CHALLENGES >>
1. How would you translate this sentence from the S&P 500 volatility article into Spanish: "Hypothesis testing is one of the most fundamental techniques of data science, yet it is one of the most intimidating and misunderstood."?
2. Can you extend the S&P 500 volatility article past its last sentence?

QUOTED TEXT >>
2. To add the AMVR values to their respective bar, we enumerate through each AMVR value ('final' variable) and round the result to 2 decimal places. 'i' and 'v' represent the 'index' and 'value' for the 'final' variable, so 'i' will range from 1-12, and 'value' gives the AMVR value rounded to 2 decimal places. We use these variables within plt.text(). The 1st parameter of plt.txt() is the x-axis location for the label, so we pass 'i' for each bar and offset by 0.8 to center it. The 2nd parameter is the string version of the 'final' value.
3. To show the mean value, we use axhline and use the 'label' value to add a legend in the top right corner. Simply pass in the y-axis value, which is the mean, then add styling.
This gives the best visual yet of the phenomena we are investigating. We can clearly see that October has been the most volatile month and December the least. Importantly, we can also see that December is the more 'extreme' value, in absolute terms. This will be important for our analysis in the next section.
#plot results for ranked s&p 500 volatility #clearly October has the highest AMVR #and December has the lowest #mean of 6.45 is plotted b_plot = plt.bar(x=final.index,height=final) b_plot.set_color('g') b_plot.set_color('r') for i,v in enumerate(round(final,2)): plt.text(i+.8,1,str(v), color='black', fontweight='bold') plt.axhline(final.mean(),ls='--',color='k',label=round(final.mean(),2)) plt.title('Average Monthly Volatility Ranking S&P500 since 1986') plt.legend() plt.show()
So that’s our data, now onto Hypothesis testing…
Hypothesis Testing: What’s the Question?
Hypothesis testing is one of the most fundamental techniques of data science, yet it is one of the most intimidating and misunderstood. The basis for this fear is the way it is taught in Stats 101, where we are told to:
"perform a t-test, is it a one-sided or two-sided test? Choose a suitable test-statistic such as Welch’s t-test, calculate degrees of freedom, calculate the t score, look up the critical value in a table, compare the critical value to t statistic ……"
Understandably, this leads to confusion over what test to conduct and how to conduct it. However, all of these classical statistical techniques for performing a hypothesis test were developed at a time when we had very little computing power and were simply closed-form analytical solutions for calculating a p-value, that's it! But with the added complication of needing to pick the right formula for the given situation, due to their restrictive and sometimes opaque assumptions.
There is a better way. Simulation.
To understand how simulation can help us, let's remind ourselves what a hypothesis test is:
We wish to test “whether the observed effect in our data is real or whether it could happen simply by chance” and to perform this test we do the following:
- Choose an appropriate ‘test statistic’: this is simply a number that measures the observed effect. In our case, we will choose the absolute deviation in AMVR from the mean.
- Construct a Null Hypothesis: this is merely a version of the data where the observed effect is not present. In our case, we will shuffle the labels of the data repeatedly (permutation). The justification for this is detailed below.
- Compute a p-value: this is the probability of seeing the observed effect amongst the null data, in other words, by chance. We do this through repeated simulation of the null data. In our case, we shuffle the ‘date’ labels of the data many times and simply count the occurrence of our test statistic as it appears through multiple simulations.
That’s hypothesis testing in 3 steps! No matter what phenomena we are testing, the question is always the same: “is the observed effect real, or is it due to chance”

Extracted data rows >>
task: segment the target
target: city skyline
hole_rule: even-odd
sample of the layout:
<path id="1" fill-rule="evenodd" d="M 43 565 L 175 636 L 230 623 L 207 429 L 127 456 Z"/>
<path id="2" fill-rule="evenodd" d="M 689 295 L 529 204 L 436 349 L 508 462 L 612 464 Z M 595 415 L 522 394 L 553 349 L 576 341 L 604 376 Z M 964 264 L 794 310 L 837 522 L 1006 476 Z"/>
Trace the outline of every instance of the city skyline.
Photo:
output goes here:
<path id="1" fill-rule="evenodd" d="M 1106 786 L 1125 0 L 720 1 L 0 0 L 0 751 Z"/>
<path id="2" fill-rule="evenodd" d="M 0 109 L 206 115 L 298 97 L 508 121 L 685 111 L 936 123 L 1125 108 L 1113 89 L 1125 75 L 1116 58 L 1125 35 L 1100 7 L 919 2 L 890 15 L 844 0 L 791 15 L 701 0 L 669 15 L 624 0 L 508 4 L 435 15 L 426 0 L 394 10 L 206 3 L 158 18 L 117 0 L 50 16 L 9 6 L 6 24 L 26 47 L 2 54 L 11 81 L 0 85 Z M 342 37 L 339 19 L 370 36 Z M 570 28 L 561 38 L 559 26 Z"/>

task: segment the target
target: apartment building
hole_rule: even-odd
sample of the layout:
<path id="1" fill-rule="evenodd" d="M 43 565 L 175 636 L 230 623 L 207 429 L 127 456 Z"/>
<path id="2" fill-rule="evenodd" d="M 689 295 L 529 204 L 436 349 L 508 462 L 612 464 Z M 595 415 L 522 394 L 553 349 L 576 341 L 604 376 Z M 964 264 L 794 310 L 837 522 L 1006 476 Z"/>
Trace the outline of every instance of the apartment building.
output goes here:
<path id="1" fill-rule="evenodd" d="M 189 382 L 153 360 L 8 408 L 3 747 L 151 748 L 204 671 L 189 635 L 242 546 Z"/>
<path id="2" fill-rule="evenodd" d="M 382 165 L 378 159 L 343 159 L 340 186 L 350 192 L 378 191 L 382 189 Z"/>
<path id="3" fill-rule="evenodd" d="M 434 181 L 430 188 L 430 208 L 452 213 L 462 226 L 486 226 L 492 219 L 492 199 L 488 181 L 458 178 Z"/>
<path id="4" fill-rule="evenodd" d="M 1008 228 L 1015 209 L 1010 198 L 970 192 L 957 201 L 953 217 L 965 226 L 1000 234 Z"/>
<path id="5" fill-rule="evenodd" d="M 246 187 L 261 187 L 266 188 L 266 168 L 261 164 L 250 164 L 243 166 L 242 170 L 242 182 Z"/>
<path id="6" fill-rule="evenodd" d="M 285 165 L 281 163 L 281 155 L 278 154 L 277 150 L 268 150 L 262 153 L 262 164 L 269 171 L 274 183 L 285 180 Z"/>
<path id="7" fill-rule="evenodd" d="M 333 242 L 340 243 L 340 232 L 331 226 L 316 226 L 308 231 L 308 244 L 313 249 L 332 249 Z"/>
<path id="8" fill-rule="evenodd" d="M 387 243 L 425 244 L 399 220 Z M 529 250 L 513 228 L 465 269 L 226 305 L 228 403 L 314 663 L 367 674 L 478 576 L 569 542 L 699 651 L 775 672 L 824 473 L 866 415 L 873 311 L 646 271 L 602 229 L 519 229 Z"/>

EXERCISE ANSWERS >>
1. Las pruebas de hipótesis son una de las técnicas más fundamentales de la ciencia de datos y, sin embargo, una de las más intimidantes y peor comprendidas.

2.
The real power of simulation is that we have to make explicit what our model assumptions are through code. Whereas classical techniques can be a ‘black-box’ when it comes to there assumptions.
Example below: The left plot shows the true data and the observed effect with a certain probability (green). The right plot is our simulated null data with a recording of when the observed effect was seen by chance (red). This is the basis of hypothesis testing, what is the probability of seeing the observed effect on our null data.
The most critical part of hypothesis testing is being clear what question we are trying to answer. In our case we are asking:
“Could the most extreme value happen by chance?”
The most extreme value we define as the greatest absolute AMVR deviation from the mean. This question forms our null hypothesis.
In our data, the most extreme value is the December value (1.23) not the October value (1.08), because we are looking at the most significant absolute deviation from the mean, not simply the highest volatility.
1. To get the absolute deviation, we merely take each value from the mean and apply the abs() function.
2. By using the sort_values() method, we can order the results smallest to largest. Then select out the 2 biggest values, Oct & Dec.
#take abs value move from the mean #we see Dec and Oct are the biggest abs moves fin = abs(final - final.mean()) print(fin.sort_values()) Oct_value = fin Dec_value = fin print('Extreme Dec value:', Dec_value) print('Extreme Oct value:', Oct_value)
date 9 0.044271 11 0.106771 3 0.125237 5 0.155540 2 0.216146 1 0.367661 7 0.419271 6 0.420218 8 0.575521 4 0.852509 10 1.080729 12 1.231771 Name: close, dtype: float64 Extreme Dec value: 1.231770833333333 Extreme Oct value: 1.080729166666667
Now we know what question we are asking, we need to construct our ‘Null Model’.
There are a number of options here:
- Parametric models. If we had a good idea of the data distribution or simply made assumption on it, we could use ‘classical’ hypothesis testing techniques, t-test, X², one-way ANOVA, etc. These models can be restrictive and something of a blackbox if the researcher doesn't fully understand their assumptions.
- Direct Simulation. We could make assumptions about the data generating process and simulate directly. For example, we could specify an ARMA time series model for the financial data we are modeling and deliberately engineer it to have no seasonality. This could be a reasonable choice for our problem. However, if we knew the data generating process for the S&P500, we would be rich already!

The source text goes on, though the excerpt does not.